| Instructions to follow |
Return the following from the records below: each line, word for word, starting with the line that contains "Target: metal watch bracelet" and going on through the line that contains "[[1287, 76], [659, 365], [532, 485], [938, 334]]", with nothing outside that range.

Region pointing data
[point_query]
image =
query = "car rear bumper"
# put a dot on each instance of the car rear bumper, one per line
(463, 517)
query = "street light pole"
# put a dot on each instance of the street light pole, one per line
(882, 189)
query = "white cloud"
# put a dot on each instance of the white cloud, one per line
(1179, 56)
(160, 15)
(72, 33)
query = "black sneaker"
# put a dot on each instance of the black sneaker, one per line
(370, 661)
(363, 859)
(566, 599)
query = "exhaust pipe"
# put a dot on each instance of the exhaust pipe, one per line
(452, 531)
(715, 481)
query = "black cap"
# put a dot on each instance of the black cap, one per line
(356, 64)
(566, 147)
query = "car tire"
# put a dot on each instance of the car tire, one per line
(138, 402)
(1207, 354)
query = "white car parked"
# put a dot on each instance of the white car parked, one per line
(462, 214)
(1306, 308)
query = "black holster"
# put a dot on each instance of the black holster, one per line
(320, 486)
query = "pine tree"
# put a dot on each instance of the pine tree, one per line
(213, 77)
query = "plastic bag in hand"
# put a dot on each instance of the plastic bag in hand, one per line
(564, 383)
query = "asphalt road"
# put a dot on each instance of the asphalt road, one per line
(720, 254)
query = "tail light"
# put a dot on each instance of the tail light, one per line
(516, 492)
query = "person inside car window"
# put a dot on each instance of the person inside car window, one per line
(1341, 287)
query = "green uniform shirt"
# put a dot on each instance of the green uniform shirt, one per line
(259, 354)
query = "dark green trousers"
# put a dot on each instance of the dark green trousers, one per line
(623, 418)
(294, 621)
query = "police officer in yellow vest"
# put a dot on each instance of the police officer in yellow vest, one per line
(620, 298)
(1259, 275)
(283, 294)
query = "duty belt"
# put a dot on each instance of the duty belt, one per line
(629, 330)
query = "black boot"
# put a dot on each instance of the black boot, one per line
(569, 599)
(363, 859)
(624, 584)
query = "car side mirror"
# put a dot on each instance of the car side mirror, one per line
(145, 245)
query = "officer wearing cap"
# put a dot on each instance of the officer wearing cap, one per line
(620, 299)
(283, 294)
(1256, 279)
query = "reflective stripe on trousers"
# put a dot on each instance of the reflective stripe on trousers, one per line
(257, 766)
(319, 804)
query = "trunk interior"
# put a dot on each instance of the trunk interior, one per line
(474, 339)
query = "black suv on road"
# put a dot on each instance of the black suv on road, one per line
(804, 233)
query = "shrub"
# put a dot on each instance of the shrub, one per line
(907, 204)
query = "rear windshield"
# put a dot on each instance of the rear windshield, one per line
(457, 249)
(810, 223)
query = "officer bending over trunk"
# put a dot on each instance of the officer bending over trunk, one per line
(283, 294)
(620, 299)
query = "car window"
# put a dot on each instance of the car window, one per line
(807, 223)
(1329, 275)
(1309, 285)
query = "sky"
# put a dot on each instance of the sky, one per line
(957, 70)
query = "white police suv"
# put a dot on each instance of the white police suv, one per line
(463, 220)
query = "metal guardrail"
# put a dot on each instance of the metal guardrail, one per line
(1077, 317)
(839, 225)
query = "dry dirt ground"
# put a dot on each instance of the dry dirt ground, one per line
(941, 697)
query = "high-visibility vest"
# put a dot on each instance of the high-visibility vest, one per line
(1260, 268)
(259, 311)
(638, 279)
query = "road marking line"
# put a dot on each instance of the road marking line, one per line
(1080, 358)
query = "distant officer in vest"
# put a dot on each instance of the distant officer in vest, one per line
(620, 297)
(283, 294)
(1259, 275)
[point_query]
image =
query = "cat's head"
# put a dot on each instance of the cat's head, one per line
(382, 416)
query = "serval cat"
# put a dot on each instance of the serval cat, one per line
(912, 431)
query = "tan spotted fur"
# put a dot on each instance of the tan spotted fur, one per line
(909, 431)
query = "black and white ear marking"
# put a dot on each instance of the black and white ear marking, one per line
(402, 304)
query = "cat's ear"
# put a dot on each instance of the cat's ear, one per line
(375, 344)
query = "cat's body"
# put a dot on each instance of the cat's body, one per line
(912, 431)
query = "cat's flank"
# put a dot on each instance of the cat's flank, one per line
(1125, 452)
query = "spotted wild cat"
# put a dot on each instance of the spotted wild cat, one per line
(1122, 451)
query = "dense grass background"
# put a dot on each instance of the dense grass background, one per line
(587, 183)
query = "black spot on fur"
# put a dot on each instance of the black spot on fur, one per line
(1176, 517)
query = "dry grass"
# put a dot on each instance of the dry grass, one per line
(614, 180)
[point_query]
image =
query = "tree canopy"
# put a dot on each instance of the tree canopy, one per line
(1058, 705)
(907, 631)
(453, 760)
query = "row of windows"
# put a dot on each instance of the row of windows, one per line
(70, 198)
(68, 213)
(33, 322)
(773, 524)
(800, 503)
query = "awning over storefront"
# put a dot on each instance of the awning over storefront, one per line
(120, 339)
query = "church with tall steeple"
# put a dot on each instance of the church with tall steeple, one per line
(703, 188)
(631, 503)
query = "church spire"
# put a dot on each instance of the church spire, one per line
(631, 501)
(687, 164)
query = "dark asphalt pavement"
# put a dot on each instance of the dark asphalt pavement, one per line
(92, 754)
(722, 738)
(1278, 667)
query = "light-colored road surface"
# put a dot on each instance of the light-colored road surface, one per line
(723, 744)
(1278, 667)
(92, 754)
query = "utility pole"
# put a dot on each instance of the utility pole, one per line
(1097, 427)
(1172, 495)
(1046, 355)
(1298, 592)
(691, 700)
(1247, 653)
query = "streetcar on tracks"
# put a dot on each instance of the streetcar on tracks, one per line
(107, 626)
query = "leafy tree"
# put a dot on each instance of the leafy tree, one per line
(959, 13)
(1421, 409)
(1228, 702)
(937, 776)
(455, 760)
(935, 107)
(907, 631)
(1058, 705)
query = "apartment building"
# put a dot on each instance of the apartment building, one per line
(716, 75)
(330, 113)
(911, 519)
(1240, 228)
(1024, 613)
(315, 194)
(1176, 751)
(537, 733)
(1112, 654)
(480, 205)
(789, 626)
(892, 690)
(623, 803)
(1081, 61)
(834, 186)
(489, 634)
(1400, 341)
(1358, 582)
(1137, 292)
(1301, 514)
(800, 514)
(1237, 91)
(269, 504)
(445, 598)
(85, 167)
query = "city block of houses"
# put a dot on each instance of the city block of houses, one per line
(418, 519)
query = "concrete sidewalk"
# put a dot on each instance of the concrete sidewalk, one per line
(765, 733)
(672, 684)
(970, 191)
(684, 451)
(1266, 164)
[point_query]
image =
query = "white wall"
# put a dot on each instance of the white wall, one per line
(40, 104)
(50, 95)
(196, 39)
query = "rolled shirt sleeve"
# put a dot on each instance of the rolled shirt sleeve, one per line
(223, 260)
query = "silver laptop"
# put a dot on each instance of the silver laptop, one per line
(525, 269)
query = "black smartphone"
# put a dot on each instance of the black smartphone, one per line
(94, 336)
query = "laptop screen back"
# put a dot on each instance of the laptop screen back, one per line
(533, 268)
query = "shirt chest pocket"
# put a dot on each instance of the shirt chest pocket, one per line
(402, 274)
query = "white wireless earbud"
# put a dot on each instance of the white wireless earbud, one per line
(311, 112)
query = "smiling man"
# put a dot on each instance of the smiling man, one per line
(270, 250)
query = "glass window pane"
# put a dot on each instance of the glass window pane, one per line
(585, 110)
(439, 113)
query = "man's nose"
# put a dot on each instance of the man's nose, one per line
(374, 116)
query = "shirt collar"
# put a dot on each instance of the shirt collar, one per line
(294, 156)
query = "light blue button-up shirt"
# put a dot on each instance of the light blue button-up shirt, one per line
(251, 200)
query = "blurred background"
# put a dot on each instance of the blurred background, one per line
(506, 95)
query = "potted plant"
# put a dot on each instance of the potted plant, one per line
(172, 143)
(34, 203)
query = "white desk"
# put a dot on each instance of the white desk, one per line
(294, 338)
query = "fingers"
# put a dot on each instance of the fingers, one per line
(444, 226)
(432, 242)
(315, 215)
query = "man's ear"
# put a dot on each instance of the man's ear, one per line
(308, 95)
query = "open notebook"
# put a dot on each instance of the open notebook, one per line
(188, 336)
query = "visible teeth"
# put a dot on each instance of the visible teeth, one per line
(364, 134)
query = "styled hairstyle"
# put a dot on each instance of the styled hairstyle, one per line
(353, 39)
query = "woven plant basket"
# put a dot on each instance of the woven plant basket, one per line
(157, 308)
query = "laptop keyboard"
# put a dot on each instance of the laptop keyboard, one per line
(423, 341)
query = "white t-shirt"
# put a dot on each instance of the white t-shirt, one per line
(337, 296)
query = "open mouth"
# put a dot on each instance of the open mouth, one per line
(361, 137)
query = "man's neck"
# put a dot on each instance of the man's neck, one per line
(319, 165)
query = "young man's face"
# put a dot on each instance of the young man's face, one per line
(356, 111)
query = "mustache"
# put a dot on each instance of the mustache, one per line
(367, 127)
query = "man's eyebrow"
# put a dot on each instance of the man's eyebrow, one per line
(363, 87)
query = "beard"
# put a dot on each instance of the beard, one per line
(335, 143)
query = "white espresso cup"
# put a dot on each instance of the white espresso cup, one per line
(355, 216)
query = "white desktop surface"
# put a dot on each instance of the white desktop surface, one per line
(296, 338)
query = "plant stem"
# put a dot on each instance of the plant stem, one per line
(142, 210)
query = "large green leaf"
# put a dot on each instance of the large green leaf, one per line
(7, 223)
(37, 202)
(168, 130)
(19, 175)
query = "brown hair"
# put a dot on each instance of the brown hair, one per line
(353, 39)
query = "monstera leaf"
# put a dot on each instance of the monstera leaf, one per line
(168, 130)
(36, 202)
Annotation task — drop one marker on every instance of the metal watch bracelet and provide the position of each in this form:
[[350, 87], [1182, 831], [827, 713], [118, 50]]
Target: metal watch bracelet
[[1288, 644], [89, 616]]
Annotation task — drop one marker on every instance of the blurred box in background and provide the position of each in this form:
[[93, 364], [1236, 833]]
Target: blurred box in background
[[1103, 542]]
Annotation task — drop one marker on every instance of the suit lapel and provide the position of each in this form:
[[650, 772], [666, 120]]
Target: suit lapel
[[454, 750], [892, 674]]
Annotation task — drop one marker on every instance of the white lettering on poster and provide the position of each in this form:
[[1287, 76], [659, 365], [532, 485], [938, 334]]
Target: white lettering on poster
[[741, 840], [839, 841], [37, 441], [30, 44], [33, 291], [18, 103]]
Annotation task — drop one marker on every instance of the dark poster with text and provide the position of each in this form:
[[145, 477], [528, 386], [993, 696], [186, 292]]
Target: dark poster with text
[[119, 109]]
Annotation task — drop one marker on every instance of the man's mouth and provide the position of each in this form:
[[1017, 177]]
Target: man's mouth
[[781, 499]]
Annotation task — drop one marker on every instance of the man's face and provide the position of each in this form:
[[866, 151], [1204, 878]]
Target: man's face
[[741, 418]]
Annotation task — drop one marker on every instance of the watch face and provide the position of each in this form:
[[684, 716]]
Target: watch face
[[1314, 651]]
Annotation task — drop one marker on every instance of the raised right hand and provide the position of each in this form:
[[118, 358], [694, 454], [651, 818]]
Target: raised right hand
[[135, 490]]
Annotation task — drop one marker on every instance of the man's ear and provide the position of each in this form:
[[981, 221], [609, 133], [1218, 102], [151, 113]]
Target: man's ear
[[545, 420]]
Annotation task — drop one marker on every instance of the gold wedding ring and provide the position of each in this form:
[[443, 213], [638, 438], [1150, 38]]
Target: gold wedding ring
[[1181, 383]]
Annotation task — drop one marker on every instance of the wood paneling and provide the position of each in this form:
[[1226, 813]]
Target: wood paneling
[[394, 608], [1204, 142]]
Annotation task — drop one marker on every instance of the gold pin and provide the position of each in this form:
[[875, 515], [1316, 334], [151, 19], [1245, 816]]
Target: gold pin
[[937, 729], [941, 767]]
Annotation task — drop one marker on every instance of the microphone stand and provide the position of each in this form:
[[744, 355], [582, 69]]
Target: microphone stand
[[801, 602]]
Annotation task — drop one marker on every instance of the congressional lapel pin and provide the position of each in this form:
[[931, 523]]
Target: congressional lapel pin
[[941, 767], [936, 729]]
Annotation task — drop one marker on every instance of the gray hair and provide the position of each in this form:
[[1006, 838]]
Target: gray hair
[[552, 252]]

| Response to the exercise |
Target: metal watch bracelet
[[1288, 644], [89, 616]]
Annotation task — drop one marker on every instance of the blurred box in background and provide the position of each in this form:
[[93, 364], [1236, 833]]
Target: blurred box in background
[[1103, 542]]
Annotation task — drop one marker on every instance of the suit lapel and provide the position of each in this form:
[[650, 772], [666, 120]]
Target: suit lapel
[[454, 750], [892, 674]]
Annotation task — drop one marker on every instance of the white lettering on poster and provide the position of each in this form:
[[1287, 76], [659, 365], [532, 485], [938, 334]]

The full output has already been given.